Geëxtraheerde tekst:
▶
Toch maar niet, die bibliotheken dicht

Overal sloten de afgelopen jaren bibliotheken, zeker in Rotterdam. De directeur vindt het genoeg. Hij heeft een beter plan.

De hoofdvestiging van bibliotheek Rotterdam nabij station Blaak.
De hoofdvestiging van bibliotheek Rotterdam nabij station Blaak. Foto Peter Hilz

De Bibliotheek Rotterdam gaat het helemaal anders doen. Het al in gang gezette plan om van 26 vestigingen terug te gaan naar zes, wordt niet verder uitgevoerd. In plaats daarvan komt er een netwerk van grote en kleine vestigingen en servicepunten, afhankelijk van de behoeftes in de wijken.

Overal in Nederland gingen de afgelopen jaren wegens gemeentelijke bezuinigingen bibliotheken dicht. Waren er in 2012 nog 1.073 ‘volwaardige’ vestigingen (minimaal 15 uur per week open), in 2015 waren dat er 802. Veel vestigingen werden ‘servicepunten’, met beperkte dienstverlening en kortere openingstijden.

In Amsterdam, Den Haag en Utrecht werden ook bibliotheekvestigingen gesloten, maar niet zoveel als in Rotterdam. Daar moest de gemeente fors bezuinigen en zijn sinds 2011 elf filialen opgeheven. Er zijn nu vijftien vestigingen over en in 2020 hadden het er nog zes moeten zijn: de centrale bibliotheek en vijf grote filialen in wijken met veel sociale problematiek, zoals Hoogvliet, IJsselmonde en Delfshaven.

Theo Kemperman, die vorig jaar aantrad als bibliotheekdirecteur, maakt nu pas op de plaats. „Ik kwam tot de conclusie dat het plan van toen niet meer aansluit bij de behoeftes van de stad en de veranderde rol van bibliotheken. Mensen komen niet meer alleen om boeken te lenen. Het is meer en meer een ontmoetingsplek geworden en een plek waar mensen op allerlei manieren informatie tot zich nemen, digitaal en op papier.”

Dat betekent niet dat Rotterdam terugkeert naar de situatie met 26 volwaardige vestigingen die allemaal dezelfde diensten aanbieden, zegt Kemperman. Dat is financieel niet haalbaar. „Een netwerk dat de stad zoveel mogelijk bestrijkt kunnen we alleen realiseren als we slim samenwerken met andere organisaties waarmee we ruimtes gaan delen.”

Kemperman wil naar negen volwaardige vestigingen en vijftien kleinere servicepunten in bijvoorbeeld buurthuizen, welzijnsinstellingen, bedrijven en openbaarvervoerknooppunten, zoals het Centraal Station. Bij zo’n servicepunt kunnen boeken worden opgehaald en ingeleverd die online zijn besteld. Er kunnen ook studie- en leesplekken zijn, cursus- en tentoonstellingsruimte, een compacte boekencollectie en andere faciliteiten die in die specifieke wijk wenselijk zijn. „In wijken waar de bevolking laaggeletterd is, geen Nederlands spreekt of niet goed kan omgaan met computers, bieden wij ook taal- en computercursussen aan, soms gratis.”
◀
Opdracht 1:
Geef de vermeldingen vanaf het begin tot en met de regel die "[10, 0, 1152, 323]" bevat weer als Markdown-tabel zonder lege regels. Zet in de kolom Nr het rijnummer en in de kolom Regel de regel zelf.

Invoergegevens:
▶
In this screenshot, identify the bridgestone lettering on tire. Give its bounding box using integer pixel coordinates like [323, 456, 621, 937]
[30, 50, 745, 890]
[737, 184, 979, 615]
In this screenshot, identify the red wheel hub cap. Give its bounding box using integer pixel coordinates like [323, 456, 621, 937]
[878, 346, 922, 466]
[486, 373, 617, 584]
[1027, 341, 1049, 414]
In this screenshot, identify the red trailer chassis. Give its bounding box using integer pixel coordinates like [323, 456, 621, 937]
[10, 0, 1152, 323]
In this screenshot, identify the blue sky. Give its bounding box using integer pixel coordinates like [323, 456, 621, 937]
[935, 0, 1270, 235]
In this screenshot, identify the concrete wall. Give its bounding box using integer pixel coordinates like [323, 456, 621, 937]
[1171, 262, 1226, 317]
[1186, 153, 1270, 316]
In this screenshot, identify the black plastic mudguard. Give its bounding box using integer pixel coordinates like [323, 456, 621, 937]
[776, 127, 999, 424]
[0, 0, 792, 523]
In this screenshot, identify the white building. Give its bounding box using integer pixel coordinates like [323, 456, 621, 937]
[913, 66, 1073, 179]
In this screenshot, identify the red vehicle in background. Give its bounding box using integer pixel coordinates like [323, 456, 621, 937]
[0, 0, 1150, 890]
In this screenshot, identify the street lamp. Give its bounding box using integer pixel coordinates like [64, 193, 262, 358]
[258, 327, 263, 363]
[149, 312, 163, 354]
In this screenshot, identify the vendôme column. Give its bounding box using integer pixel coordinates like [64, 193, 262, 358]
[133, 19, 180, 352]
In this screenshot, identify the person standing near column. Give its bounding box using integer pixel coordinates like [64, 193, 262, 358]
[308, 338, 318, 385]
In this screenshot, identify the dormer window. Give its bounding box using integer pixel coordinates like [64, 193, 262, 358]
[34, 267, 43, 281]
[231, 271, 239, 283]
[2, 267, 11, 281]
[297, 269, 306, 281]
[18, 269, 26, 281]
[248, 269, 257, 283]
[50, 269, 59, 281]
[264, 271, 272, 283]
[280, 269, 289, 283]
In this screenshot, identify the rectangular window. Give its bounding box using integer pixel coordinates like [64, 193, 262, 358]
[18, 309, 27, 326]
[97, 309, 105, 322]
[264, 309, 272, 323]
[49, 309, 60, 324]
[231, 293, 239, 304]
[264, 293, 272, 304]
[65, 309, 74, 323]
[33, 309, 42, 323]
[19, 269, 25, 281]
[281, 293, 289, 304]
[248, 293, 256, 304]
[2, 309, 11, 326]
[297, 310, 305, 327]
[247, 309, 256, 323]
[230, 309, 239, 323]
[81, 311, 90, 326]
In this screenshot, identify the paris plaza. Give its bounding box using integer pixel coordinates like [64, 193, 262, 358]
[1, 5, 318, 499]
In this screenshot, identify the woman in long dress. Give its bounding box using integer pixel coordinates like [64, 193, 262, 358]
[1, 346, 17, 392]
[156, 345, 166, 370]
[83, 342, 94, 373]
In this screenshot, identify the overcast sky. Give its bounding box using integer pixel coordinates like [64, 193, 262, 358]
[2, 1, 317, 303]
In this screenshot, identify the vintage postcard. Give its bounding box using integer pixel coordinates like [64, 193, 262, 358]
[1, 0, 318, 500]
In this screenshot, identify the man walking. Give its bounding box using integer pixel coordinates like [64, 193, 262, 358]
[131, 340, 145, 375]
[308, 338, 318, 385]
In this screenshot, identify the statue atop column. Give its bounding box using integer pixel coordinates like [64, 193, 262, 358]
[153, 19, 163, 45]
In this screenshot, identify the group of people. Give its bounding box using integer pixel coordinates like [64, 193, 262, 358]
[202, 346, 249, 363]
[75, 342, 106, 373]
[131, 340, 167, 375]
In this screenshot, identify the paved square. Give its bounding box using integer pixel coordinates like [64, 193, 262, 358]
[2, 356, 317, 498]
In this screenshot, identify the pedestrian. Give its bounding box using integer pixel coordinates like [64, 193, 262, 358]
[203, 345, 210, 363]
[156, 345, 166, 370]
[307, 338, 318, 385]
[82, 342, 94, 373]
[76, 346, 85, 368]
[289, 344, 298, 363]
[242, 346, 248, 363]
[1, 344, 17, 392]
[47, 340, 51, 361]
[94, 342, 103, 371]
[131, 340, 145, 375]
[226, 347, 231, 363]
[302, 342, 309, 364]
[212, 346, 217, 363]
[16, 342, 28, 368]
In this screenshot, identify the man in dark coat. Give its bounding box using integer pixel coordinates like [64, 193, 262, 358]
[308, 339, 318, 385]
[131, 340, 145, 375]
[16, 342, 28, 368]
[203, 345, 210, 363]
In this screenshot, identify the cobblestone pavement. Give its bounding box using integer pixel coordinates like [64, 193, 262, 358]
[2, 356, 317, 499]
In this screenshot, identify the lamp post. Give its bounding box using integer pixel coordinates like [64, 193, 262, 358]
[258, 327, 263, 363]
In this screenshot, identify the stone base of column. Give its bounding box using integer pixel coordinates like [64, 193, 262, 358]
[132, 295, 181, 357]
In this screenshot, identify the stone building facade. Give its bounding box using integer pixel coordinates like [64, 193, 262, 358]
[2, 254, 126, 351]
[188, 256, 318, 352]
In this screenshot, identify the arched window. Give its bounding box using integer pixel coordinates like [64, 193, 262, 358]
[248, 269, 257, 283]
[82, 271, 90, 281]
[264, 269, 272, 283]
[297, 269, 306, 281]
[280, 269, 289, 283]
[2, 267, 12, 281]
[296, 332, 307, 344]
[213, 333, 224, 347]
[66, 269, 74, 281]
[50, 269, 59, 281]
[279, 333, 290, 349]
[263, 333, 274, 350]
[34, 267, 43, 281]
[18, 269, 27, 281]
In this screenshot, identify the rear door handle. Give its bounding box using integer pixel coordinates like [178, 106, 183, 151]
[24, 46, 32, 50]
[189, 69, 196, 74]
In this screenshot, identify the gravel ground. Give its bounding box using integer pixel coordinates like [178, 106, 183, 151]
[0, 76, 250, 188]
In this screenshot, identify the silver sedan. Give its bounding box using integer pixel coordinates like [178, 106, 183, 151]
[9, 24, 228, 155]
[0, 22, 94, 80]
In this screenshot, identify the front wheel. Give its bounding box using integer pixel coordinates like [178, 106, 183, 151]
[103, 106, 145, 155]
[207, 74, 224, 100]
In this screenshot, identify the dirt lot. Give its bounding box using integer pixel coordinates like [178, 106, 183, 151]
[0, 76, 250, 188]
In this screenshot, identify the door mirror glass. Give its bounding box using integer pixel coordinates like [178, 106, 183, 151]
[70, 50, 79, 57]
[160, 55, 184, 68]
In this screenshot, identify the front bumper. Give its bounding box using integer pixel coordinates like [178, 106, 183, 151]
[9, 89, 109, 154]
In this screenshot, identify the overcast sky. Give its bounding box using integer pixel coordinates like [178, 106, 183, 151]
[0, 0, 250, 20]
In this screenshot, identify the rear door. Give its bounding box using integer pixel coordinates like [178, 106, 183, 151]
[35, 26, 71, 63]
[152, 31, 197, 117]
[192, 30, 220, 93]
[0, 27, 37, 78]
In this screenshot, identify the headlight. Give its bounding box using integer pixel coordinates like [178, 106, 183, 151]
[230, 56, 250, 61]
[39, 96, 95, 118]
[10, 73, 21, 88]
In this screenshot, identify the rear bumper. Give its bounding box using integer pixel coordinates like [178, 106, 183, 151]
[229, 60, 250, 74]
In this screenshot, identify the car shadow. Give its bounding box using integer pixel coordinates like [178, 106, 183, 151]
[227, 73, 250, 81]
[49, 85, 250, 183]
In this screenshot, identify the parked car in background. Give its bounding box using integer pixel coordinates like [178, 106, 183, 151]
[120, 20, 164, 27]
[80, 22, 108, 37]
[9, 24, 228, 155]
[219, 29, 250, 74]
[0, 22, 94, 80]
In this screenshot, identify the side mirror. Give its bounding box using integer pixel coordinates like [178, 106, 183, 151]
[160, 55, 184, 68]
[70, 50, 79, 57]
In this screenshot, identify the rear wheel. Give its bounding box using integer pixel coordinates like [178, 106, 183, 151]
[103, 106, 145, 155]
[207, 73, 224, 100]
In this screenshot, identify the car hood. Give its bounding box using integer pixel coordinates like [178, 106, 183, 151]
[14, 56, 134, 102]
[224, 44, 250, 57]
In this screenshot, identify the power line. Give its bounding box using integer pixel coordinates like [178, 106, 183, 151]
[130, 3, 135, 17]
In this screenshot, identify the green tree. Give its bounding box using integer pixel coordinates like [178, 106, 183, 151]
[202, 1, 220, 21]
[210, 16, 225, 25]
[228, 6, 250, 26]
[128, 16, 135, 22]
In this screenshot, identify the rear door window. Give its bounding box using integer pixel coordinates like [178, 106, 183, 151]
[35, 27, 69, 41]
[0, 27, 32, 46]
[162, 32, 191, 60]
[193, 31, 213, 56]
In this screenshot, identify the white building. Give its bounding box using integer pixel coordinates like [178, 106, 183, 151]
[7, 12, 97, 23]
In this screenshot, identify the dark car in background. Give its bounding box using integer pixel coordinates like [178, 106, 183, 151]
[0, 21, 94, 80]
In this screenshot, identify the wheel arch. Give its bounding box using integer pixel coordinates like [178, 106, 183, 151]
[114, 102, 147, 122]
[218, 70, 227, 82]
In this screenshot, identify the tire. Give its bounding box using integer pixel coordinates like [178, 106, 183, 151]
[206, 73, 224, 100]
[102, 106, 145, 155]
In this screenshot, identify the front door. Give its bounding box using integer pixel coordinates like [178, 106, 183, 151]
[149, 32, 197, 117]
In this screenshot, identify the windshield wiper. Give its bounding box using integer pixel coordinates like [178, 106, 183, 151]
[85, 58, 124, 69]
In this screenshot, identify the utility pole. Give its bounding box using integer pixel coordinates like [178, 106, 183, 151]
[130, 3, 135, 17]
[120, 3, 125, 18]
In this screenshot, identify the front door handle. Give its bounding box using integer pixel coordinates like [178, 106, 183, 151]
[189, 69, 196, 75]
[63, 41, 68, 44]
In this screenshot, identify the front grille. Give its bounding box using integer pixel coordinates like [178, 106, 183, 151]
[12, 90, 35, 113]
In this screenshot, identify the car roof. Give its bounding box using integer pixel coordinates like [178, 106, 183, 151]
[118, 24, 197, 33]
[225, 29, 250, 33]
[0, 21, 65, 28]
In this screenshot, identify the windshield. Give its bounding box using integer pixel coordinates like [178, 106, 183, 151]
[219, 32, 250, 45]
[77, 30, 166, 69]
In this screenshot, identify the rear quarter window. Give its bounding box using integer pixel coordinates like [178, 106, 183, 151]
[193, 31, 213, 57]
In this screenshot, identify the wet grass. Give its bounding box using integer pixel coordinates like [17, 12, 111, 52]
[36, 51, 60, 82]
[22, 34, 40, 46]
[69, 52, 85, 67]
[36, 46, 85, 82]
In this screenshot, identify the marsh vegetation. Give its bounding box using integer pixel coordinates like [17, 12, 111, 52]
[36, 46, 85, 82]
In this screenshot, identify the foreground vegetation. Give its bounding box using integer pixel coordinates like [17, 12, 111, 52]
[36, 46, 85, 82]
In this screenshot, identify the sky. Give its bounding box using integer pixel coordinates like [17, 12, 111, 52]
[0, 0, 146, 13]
◀
Opdracht 2:
Druk uit de tekst over de Rotterdamse bibliotheken het deel af dat begint bij de woorden "Toch maar niet, die" en eindigt met "een beter plan.".

Uitwerking 1:
| Nr | Regel |
|---|---|
| 1 | In this screenshot, identify the bridgestone lettering on tire. Give its bounding box using integer pixel coordinates like [323, 456, 621, 937] |
| 2 | [30, 50, 745, 890] |
| 3 | [737, 184, 979, 615] |
| 4 | In this screenshot, identify the red wheel hub cap. Give its bounding box using integer pixel coordinates like [323, 456, 621, 937] |
| 5 | [878, 346, 922, 466] |
| 6 | [486, 373, 617, 584] |
| 7 | [1027, 341, 1049, 414] |
| 8 | In this screenshot, identify the red trailer chassis. Give its bounding box using integer pixel coordinates like [323, 456, 621, 937] |
| 9 | [10, 0, 1152, 323] |

Uitwerking 2:
Toch maar niet, die bibliotheken dicht

Overal sloten de afgelopen jaren bibliotheken, zeker in Rotterdam. De directeur vindt het genoeg. Hij heeft een beter plan.